[Stored entries]
Segment Open
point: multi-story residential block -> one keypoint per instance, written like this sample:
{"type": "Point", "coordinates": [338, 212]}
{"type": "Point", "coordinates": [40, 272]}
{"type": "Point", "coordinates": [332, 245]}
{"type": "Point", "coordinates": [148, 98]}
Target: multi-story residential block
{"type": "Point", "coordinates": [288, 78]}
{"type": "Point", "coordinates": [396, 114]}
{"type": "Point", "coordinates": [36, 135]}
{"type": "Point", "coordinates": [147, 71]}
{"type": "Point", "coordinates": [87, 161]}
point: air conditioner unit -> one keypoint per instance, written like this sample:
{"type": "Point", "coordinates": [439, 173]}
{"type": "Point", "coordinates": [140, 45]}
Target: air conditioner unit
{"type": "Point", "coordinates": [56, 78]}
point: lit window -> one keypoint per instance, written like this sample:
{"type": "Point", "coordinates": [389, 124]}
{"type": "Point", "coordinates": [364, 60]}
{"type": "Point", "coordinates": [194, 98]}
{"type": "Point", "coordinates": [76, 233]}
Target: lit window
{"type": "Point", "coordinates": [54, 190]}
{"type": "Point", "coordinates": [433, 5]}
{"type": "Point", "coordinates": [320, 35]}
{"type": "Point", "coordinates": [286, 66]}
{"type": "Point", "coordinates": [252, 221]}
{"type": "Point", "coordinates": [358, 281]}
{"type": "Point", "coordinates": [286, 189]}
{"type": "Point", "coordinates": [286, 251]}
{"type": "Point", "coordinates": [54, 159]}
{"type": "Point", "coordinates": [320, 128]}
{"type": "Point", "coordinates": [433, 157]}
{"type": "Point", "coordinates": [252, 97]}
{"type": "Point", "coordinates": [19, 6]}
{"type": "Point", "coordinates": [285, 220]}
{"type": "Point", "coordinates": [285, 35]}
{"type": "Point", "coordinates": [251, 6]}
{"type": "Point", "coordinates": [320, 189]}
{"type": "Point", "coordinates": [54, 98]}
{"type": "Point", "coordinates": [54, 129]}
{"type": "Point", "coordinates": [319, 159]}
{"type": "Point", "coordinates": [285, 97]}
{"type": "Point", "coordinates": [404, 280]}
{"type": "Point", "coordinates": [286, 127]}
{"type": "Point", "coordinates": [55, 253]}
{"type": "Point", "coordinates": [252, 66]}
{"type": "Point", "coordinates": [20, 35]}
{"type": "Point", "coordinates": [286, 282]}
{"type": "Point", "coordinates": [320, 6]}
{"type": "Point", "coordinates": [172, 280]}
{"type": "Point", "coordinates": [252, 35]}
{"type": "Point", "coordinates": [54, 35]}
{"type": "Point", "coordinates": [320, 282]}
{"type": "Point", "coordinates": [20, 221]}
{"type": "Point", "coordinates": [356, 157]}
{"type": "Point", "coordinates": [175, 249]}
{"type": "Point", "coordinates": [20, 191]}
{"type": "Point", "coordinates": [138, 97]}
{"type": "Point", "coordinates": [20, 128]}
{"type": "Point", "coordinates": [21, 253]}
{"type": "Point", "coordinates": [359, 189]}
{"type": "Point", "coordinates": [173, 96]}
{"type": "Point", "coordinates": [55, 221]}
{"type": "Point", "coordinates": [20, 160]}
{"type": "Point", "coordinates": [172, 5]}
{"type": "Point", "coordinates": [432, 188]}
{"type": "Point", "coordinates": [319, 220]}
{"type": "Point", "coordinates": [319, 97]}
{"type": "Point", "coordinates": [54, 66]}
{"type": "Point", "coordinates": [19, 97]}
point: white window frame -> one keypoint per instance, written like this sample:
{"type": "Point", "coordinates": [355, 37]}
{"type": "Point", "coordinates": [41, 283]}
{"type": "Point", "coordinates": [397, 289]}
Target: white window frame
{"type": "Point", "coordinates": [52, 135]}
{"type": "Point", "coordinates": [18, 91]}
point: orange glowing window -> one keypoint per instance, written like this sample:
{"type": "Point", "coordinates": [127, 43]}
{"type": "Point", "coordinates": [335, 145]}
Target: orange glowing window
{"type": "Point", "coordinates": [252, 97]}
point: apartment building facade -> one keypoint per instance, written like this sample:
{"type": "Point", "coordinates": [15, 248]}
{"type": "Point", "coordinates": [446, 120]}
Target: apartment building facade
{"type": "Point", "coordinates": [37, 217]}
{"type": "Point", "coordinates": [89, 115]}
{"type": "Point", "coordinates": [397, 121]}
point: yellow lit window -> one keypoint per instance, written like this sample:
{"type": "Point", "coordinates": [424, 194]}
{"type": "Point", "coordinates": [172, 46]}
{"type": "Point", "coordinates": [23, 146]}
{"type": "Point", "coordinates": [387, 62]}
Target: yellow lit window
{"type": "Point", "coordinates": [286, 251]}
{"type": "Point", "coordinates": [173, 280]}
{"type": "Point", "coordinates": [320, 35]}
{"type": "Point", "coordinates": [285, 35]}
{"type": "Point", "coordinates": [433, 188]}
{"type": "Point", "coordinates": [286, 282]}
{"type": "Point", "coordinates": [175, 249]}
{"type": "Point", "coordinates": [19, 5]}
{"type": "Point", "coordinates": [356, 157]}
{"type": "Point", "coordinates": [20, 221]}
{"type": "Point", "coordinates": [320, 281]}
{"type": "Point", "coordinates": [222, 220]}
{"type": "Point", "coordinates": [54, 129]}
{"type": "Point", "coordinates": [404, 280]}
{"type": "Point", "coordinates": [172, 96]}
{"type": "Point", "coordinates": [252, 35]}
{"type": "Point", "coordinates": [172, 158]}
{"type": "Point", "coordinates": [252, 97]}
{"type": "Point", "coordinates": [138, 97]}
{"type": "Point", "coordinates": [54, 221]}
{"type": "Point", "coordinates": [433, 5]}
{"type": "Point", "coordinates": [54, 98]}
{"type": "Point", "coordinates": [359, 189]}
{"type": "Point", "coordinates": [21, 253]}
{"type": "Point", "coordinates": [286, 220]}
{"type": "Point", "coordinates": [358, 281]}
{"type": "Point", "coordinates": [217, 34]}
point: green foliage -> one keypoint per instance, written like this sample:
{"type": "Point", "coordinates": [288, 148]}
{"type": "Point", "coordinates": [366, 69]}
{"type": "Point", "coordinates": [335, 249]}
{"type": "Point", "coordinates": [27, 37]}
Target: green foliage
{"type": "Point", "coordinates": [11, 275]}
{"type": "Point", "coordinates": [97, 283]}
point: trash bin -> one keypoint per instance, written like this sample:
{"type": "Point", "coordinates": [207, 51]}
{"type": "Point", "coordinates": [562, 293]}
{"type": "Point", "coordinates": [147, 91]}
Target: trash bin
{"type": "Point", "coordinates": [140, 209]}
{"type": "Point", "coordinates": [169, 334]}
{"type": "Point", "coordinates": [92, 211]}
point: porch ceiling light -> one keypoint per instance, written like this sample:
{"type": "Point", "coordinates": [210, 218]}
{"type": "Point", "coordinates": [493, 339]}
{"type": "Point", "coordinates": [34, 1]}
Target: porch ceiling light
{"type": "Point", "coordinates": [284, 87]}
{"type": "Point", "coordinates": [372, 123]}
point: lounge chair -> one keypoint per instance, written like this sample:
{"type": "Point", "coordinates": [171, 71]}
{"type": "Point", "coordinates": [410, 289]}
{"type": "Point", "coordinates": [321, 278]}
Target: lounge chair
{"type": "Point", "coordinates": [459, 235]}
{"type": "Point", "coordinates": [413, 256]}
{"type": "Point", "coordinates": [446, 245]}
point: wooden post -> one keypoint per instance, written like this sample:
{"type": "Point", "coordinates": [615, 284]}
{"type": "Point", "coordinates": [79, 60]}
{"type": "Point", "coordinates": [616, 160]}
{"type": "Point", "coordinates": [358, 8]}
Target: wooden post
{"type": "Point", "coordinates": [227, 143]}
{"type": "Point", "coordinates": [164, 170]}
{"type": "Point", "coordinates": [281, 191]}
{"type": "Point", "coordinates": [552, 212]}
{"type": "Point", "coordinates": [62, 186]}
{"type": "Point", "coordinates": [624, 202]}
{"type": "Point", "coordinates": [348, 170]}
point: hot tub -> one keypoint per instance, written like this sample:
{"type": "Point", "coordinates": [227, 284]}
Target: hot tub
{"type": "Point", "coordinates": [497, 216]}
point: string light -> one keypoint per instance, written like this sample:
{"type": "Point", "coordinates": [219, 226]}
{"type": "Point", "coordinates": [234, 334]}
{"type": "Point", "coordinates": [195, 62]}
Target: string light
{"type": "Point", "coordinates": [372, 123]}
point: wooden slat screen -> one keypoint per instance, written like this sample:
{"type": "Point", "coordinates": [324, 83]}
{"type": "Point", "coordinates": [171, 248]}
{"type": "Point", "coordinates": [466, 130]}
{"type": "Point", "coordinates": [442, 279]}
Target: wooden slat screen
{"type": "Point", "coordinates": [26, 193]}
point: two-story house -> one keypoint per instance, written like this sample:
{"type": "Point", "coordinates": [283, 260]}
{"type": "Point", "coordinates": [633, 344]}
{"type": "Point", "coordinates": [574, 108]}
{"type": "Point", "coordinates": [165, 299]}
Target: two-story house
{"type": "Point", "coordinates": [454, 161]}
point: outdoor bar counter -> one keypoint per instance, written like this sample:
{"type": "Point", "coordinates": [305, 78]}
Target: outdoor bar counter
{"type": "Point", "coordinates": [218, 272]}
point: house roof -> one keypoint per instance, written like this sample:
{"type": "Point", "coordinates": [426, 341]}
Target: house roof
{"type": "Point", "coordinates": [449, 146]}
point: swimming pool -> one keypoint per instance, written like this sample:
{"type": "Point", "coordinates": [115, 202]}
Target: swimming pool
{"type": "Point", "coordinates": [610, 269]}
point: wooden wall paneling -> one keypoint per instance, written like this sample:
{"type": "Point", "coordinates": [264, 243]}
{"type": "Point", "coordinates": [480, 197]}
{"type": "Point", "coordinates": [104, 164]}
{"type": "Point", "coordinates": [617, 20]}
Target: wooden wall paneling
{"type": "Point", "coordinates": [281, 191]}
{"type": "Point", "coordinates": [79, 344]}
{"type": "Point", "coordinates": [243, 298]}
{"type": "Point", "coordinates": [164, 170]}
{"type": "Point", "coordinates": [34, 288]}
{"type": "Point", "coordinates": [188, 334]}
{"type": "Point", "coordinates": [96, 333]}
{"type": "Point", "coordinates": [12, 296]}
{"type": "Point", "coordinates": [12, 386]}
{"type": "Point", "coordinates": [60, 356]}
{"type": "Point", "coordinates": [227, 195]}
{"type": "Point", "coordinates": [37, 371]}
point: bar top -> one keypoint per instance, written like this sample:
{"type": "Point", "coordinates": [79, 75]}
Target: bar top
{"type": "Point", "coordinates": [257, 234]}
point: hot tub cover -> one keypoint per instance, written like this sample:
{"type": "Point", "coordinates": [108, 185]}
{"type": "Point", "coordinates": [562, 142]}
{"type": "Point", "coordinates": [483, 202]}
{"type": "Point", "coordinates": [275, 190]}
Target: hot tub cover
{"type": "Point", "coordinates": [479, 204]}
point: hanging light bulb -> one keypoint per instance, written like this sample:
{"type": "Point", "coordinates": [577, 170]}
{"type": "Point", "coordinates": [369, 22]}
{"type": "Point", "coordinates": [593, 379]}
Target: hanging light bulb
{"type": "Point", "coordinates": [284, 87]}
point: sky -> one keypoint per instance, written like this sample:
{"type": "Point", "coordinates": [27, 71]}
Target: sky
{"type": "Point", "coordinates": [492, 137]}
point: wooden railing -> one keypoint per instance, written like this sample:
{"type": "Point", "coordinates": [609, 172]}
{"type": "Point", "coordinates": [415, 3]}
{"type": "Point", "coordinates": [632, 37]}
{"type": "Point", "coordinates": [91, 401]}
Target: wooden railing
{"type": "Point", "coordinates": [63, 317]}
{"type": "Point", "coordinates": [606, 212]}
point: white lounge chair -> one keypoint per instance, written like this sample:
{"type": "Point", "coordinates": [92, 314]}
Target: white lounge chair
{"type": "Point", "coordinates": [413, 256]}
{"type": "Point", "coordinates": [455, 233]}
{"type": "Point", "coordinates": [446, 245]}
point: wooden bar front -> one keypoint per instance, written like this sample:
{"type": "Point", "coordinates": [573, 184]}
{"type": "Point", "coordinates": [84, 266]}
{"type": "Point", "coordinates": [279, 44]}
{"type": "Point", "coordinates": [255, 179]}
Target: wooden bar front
Segment Closed
EXERCISE DIRECTIONS
Lines containing the string "front" are the ones to copy from the entries above.

ANSWER TO THE EXERCISE
point: wooden bar front -> one keypoint per instance, written like this sample:
Target: wooden bar front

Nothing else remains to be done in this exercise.